Start of Text provided

Loki ingester pods failing readiness probe under load

I’ve been running some load test scenarios against loki for capacity planning / sizing purposes. We are using the loki-distributed helm chart version 0.78.5 and loki software version 2.9.6 which I believe is the chart version.

For some reason when under load the ingester pods are getting restarted when under load at certain levels. For example 3 ingester pods with 4 cpu and 8gb of ram hitting an ingest rate of approx 200k/sec.

From the kubernetes event stream I see:

Readiness probe failed: HTTP probe failed with statuscode: 503

I found / read over The essential config settings you should use so you won’t drop logs in Loki | Grafana Labs - all of the settings recommended there seem to be covered by the helm chart - I did not have to set them.

We pass some threshold in terms of ingest rate and the ingester pods start failing their readiness probe. Even after the load test has ended the ingester pods are still in this state for some time - its been 20 minutes and I’m still waiting to see things return to happy state. We have the autoscale configuration set for both distributor and ingester pods at the 80% cpu threshold chart default and we do scale up both distributor and ingester pods during this test.

End of Text provided

Written problem 1: In the post about Loki ingester pods failing their readiness probe, what version of the loki-distributed helm chart is being used?
Written problem 2: Continue the post about Loki ingester pods failing their readiness probe, starting after its final sentence.

Start of Supplied data

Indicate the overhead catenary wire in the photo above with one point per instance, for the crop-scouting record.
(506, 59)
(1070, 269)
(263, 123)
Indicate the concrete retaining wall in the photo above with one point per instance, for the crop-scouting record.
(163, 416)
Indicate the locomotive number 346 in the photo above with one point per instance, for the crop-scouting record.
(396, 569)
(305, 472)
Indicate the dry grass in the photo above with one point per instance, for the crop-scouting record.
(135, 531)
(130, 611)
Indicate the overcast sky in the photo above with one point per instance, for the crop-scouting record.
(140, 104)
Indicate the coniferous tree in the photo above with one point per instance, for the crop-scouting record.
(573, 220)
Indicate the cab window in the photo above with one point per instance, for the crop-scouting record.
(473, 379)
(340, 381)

End of Supplied data

Expected output 1: Version 0.78.5.

Expected output 2:
Any recommendations on how to go about debugging this? Any thoughts on configuration settings which I should be looking at?

When under load I noticed this which seems like a long time for a single pod to be checkpointing is this pointing at a bottleneck / config issue?

level=info ts=2024-06-21T14:09:22.526270446Z caller=checkpoint.go:569 msg=“checkpoint done” time=4m30.072119284s

So its been probably 40 minutes since the test ended. One of the ingest pods is just not happy

curl -v http://localhost:15020/app-health/ingester/livez
*   Trying 127.0.0.1:15020...
* Connected to localhost (127.0.0.1) port 15020 (#0)
> GET /app-health/ingester/livez HTTP/1.1
> Host: localhost:15020
> User-Agent: curl/7.81.0
> Accept: */*
>
* Mark bundle as not supporting multiuse
< HTTP/1.1 503 Service Unavailable
< Date: Fri, 21 Jun 2024 15:15:28 GMT
< Content-Length: 0
<
* Connection #0 to host localhost left intact

The pod did not log anything when I issued the request for liveness or readiness probes. They are configured as:

( from kubectl describe on the pod )

    Liveness:   http-get http://:15020/app-health/ingester/livez delay=300s timeout=1s period=10s #success=1 #failure=3
    Readiness:  http-get http://:15020/app-health/ingester/readyz delay=30s timeout=1s period=10s #success=1 #failure=3

This is with little / no load. The log ingest rate is in the low 10s per second

Out of curiosity I hopped into the pod. Top shows something that may be helpful?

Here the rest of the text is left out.